DIRECTIVE:
Without including any pictures, copy each entry below exactly.
** START OF SUPPLIED RECORDS **
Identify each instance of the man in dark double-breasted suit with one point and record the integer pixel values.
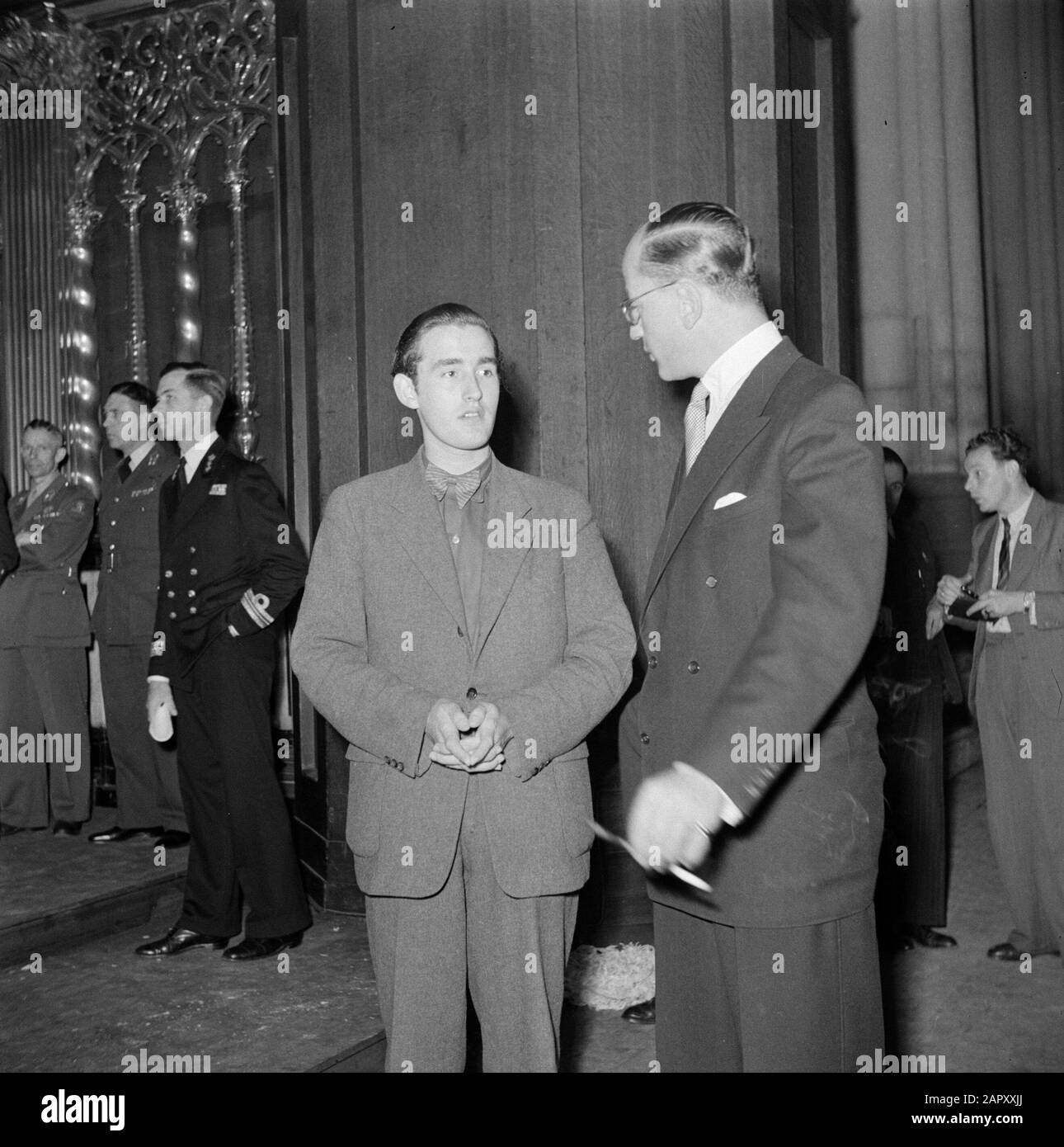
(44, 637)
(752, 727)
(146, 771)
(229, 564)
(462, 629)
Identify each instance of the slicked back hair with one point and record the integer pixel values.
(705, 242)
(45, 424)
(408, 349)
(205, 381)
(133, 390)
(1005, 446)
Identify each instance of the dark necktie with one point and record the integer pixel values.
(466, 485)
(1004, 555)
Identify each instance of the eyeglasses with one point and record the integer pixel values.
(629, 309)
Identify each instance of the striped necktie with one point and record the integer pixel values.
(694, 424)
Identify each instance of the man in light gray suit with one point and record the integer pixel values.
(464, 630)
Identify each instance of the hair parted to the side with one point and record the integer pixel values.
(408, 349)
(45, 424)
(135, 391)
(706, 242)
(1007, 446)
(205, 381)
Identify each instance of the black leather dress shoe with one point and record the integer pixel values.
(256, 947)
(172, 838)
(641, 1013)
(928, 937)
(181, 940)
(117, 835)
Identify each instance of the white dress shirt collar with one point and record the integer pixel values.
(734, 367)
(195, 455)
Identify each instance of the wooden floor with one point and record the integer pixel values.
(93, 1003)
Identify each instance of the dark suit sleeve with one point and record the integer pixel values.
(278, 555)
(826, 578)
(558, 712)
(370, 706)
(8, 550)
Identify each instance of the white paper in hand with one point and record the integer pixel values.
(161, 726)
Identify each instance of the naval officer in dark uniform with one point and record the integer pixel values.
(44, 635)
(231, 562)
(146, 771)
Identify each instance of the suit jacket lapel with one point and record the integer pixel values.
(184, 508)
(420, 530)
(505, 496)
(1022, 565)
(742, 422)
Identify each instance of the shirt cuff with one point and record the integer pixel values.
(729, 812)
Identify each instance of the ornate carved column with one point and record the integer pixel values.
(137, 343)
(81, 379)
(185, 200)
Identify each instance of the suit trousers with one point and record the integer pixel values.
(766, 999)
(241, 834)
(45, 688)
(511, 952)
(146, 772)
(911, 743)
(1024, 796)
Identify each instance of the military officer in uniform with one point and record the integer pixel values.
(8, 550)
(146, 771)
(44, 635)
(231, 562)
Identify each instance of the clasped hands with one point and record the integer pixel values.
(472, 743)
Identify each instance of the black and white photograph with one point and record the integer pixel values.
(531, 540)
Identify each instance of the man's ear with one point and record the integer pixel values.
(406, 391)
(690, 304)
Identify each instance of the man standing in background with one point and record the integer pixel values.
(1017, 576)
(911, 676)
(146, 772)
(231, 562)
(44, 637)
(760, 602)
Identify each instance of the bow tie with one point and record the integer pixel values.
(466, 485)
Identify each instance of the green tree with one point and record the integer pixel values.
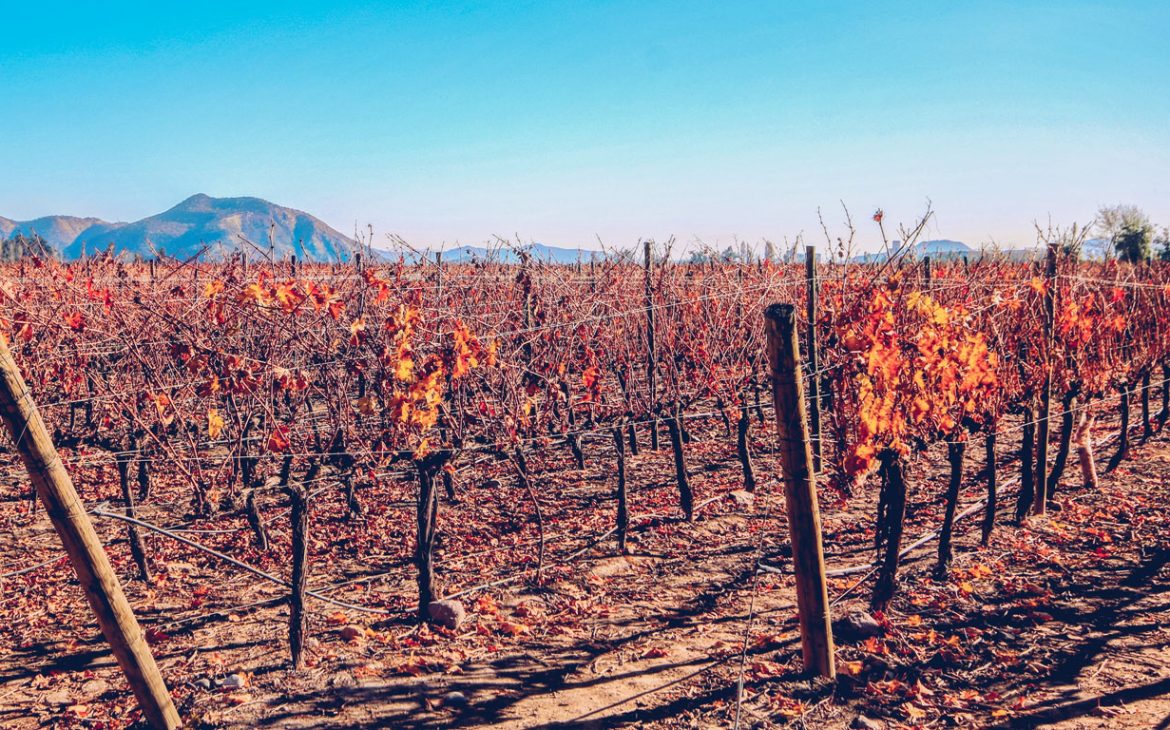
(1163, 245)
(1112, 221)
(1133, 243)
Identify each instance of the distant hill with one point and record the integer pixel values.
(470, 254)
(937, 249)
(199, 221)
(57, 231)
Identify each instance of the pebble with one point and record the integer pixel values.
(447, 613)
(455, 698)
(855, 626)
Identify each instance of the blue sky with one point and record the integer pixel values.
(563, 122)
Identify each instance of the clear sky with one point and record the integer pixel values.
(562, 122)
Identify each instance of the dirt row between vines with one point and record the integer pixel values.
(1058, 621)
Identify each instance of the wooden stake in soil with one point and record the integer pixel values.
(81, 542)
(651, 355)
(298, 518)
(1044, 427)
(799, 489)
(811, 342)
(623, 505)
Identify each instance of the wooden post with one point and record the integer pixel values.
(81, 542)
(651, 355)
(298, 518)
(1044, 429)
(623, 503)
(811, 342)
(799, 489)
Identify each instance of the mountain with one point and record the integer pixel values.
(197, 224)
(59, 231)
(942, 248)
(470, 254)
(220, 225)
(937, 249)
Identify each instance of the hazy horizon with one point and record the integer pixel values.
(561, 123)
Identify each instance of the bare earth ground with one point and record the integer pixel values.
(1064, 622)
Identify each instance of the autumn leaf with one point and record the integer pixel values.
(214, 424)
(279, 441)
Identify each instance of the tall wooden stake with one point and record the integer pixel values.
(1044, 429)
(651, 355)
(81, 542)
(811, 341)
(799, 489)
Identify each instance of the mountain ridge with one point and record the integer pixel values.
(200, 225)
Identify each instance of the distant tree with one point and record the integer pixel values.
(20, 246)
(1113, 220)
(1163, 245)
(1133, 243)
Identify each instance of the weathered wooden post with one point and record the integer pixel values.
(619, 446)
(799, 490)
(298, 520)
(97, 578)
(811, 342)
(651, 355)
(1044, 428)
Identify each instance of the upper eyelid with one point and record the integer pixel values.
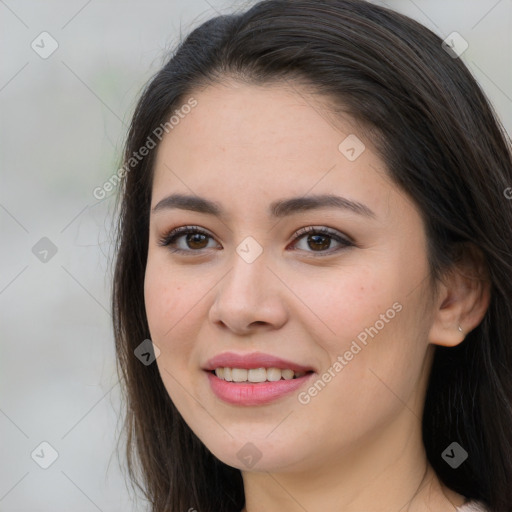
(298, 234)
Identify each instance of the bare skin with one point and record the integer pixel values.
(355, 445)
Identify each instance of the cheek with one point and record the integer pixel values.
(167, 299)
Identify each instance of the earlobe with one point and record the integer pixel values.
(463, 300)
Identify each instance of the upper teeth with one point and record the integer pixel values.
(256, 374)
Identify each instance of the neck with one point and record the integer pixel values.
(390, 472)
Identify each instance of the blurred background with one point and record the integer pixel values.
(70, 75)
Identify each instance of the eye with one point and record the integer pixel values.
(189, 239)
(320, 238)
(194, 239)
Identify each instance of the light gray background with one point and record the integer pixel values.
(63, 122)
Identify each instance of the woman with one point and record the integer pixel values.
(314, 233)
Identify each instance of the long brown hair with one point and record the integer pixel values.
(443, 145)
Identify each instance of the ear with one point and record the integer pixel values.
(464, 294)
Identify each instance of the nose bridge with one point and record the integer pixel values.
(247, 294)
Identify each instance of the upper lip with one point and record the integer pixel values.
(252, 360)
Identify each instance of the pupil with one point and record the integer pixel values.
** END OF SUPPLIED RECORDS **
FULL ANSWER:
Identify each instance of the man in dark double-breasted suit with one point and record the integer pixel values.
(44, 637)
(752, 727)
(146, 771)
(229, 564)
(462, 629)
Identify each instance of the slicked back hair with one point and record the integer pixel values.
(705, 242)
(45, 424)
(408, 349)
(205, 381)
(133, 390)
(1005, 446)
Identify each instance of the dark necktie with one point and record the integer pixel values.
(466, 485)
(1004, 555)
Identify each instance of the eyeglasses with one point and record the integer pixel values.
(629, 309)
Identify each instance of the striped necktie with one point and record the integer pixel values.
(694, 424)
Identify each instance of the man in light gray suit with one point and record the integer pixel values.
(464, 630)
Identify each instance of the hair parted to the side with one point and record the integer pixel values.
(408, 349)
(45, 424)
(135, 391)
(706, 242)
(1007, 446)
(205, 381)
Identify each instance of the black leather dress shoe with one point and record the integer pixel values.
(256, 947)
(172, 838)
(641, 1013)
(928, 937)
(181, 940)
(117, 835)
Identify each instance of the white dress shirt collar with one point and record the integer pixel values.
(734, 367)
(195, 455)
Identify each instance of the wooden floor with one point and record the integer pixel values.
(93, 1003)
Identify each instance of the dark suit sleeve with one point and record the integer pixel values.
(278, 555)
(826, 578)
(558, 712)
(370, 706)
(8, 550)
Identify each instance of the white paper in hand with one point and record the integer pixel values.
(161, 726)
Identify each instance of the naval officer in dark uniform with one point and record the integer pixel values.
(44, 635)
(231, 562)
(146, 771)
Identify each instance of the suit jacket lapel with one point and record the integer pixel values.
(184, 508)
(420, 530)
(505, 496)
(1022, 565)
(742, 422)
Identify each instance of the shirt cuff with one point and record the integer pixel values.
(729, 812)
Identify each instance of the ornate carved column with one point and record the integer pixel values.
(137, 343)
(81, 379)
(185, 200)
Identify each instance of the suit trousers with one point and record the integer pixel values.
(766, 999)
(241, 834)
(45, 688)
(511, 952)
(146, 772)
(911, 743)
(1024, 796)
Identify each instance of the military officer in uniform with one point and record the integer pixel values.
(8, 550)
(146, 771)
(44, 635)
(231, 562)
Identify each instance of the clasped hands with one point and record the integer pixel values.
(472, 743)
Identify each instance of the black and white photograph with one point and record the integer pixel values.
(531, 540)
Identify each instance of the man's ear with one point and record the integer pixel values.
(406, 391)
(690, 304)
Identify each instance of the man standing in background with one point and record the integer pixel values.
(1017, 576)
(911, 676)
(146, 772)
(231, 562)
(44, 637)
(760, 602)
Identify each instance of the bow tie with one point and record the integer pixel values.
(466, 485)
Identify each instance of the green tree with one point and record the integer pixel values.
(1163, 245)
(1112, 221)
(1133, 243)
Identify each instance of the distant hill with one point and record the integer pixel values.
(470, 254)
(937, 249)
(199, 221)
(57, 231)
Identify each instance of the pebble with one point and record the integer pixel values.
(447, 613)
(455, 698)
(855, 626)
Identify each instance of the blue sky with one point and record the integer pixel values.
(563, 122)
Identify each instance of the clear sky with one point and record the integer pixel values.
(562, 122)
Identify each instance of the dirt row between vines with one point and record the integer pixel values.
(1058, 621)
Identify each instance of the wooden stake in soil with one point and record the integer pixel values.
(81, 542)
(651, 355)
(298, 518)
(1044, 427)
(799, 489)
(811, 342)
(623, 505)
Identify each instance of the wooden post with one point and record the integer pixel values.
(81, 542)
(651, 355)
(298, 518)
(1044, 429)
(623, 503)
(811, 342)
(799, 489)
Identify each instance of the mountain with one point and record the integer pixel values.
(197, 224)
(59, 231)
(942, 248)
(470, 254)
(220, 225)
(937, 249)
Identify each instance of the hazy horizon with one point and record the integer pixel values.
(561, 123)
Identify each instance of the bare earth ground with one point and record the integer pixel values.
(1064, 622)
Identify each instance of the autumn leaf with one point and record the integer pixel values.
(214, 424)
(279, 441)
Identify each instance of the tall wooden stake with one point and record the integer pixel values.
(1044, 429)
(651, 355)
(81, 542)
(811, 341)
(799, 489)
Identify each instance of the mountain ridge with one point and record the integer pixel values.
(200, 225)
Identify each instance of the distant tree with one point and record the integer pixel values.
(20, 246)
(1113, 220)
(1163, 245)
(1133, 243)
Identify each instance of the weathered wooden post with one point and record the integer pixel values.
(619, 446)
(799, 490)
(298, 520)
(97, 578)
(811, 342)
(651, 355)
(1044, 428)
Identify each instance of the upper eyelid with one point and record the integer pixel values.
(298, 234)
Identify each instance of the bare skin with one point and record the integer pixel values.
(355, 445)
Identify each instance of the cheek with one point and record the integer pixel values.
(167, 299)
Identify each instance of the earlobe with one point and record the integer pixel values.
(463, 300)
Identify each instance of the upper teeth with one point and record the integer pixel values.
(256, 374)
Identify each instance of the neck with one point and record the integer pixel values.
(390, 472)
Identify each instance of the blurred background with one point and record the integer pixel values.
(70, 75)
Identify each instance of the eye with one point and record the integer pixel values.
(189, 239)
(320, 238)
(194, 239)
Identify each instance of the light gray background with one point and record the integer pixel values.
(63, 122)
Identify each instance of the woman with one point and record the integer pixel values.
(314, 233)
Identify each instance of the long brown hair with one point and record the integer pixel values.
(443, 145)
Identify each instance of the ear with one point and record the integer pixel values.
(464, 294)
Identify each instance of the nose bridge with one point and record the integer pixel values.
(247, 294)
Identify each instance of the upper lip with one point and record the integer pixel values.
(252, 360)
Identify each instance of the pupil with one point and record the integer pixel values.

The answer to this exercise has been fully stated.